> **EXCERPT TO READ**:
━━━━━━━━━━

PhD Scientific Days 2023

Budapest, 22-23 June 2023

Health Sciences II.

A Unified, Quantitative-Qualitative Method for Exploring the Biopsychosocial Understanding of Health

Text of the abstract

Introduction
A biopsychosocial understanding of health is key to effective health promotion. In the Balassagyarmat Health Education Program (BEP), medical students enriched their knowledge on health as educators in a near-peer education program. To measure the effects of this intervention on mental models, quantitative methods, limited to predefined variables, were suboptimal.
Aims
We wanted to explore the effects of BEP on educators’ idiographic understandings of the biopsychosocial model of health in a systematic manner, and by quantifying, aggregating, and modeling qualitative data across participants, compare BEP educators’ knowledge with other medical students’.
Methods
We had two subsamples from Semmelweis University: 1) BEP educators (who learnt all modules and taught in-person), 2) controls (medical students aligned by academic year and sex). We conducted simulation interviews where cognitive task analysis was performed on visual stimuli. We developed codes in a guided inductive process, then quantified data through deductive coding and segmentation with the Reproducible Open Coding Kit.

━━━━━━━━━━

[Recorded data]

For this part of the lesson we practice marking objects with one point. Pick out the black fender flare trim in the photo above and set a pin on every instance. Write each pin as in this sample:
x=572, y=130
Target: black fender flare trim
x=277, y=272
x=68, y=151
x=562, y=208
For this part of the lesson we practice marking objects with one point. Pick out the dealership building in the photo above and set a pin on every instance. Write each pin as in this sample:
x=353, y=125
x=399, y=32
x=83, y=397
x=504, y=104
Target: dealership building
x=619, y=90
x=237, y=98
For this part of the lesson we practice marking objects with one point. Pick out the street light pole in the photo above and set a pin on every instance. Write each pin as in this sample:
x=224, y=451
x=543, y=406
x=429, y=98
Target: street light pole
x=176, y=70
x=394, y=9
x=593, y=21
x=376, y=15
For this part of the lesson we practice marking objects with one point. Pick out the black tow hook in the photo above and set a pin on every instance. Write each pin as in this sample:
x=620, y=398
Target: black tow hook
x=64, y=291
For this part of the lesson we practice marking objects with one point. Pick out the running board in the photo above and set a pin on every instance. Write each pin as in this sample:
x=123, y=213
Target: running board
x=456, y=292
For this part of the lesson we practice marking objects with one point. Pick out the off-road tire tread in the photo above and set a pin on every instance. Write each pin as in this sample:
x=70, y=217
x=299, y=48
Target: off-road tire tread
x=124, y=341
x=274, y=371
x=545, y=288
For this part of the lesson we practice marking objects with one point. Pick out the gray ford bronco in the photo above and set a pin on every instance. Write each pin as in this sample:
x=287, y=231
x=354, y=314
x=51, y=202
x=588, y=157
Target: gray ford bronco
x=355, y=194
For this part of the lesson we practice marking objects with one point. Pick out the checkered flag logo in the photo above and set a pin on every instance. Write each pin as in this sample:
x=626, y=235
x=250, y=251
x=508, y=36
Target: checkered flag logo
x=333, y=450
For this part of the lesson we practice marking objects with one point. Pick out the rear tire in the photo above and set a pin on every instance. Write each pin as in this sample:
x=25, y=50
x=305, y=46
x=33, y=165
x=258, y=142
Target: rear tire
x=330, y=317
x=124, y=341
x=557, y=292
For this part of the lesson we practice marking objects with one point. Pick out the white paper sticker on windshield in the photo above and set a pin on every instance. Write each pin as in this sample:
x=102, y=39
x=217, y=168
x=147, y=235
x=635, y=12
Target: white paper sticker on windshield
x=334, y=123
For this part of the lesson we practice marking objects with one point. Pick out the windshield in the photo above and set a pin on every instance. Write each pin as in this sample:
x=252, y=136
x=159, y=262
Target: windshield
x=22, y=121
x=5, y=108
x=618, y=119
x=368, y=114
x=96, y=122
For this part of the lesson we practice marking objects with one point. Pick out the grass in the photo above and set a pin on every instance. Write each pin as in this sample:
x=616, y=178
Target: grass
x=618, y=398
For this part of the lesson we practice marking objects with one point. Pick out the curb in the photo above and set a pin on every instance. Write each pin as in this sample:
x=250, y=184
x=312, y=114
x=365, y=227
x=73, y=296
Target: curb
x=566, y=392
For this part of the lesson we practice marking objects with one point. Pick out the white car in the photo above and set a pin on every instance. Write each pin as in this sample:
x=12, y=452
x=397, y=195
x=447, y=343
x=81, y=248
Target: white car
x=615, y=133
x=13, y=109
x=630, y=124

━━━━━━━━━━

> **AIM OF THE EXERCISE**: Repeat the part of the abstract on biopsychosocial health from "Introduction" to "other medical students’." word for word. This data was taken from a separate source.

> **ANSWER SPACE**:
Introduction
A biopsychosocial understanding of health is key to effective health promotion. In the Balassagyarmat Health Education Program (BEP), medical students enriched their knowledge on health as educators in a near-peer education program. To measure the effects of this intervention on mental models, quantitative methods, limited to predefined variables, were suboptimal.
Aims
We wanted to explore the effects of BEP on educators’ idiographic understandings of the biopsychosocial model of health in a systematic manner, and by quantifying, aggregating, and modeling qualitative data across participants, compare BEP educators’ knowledge with other medical students’.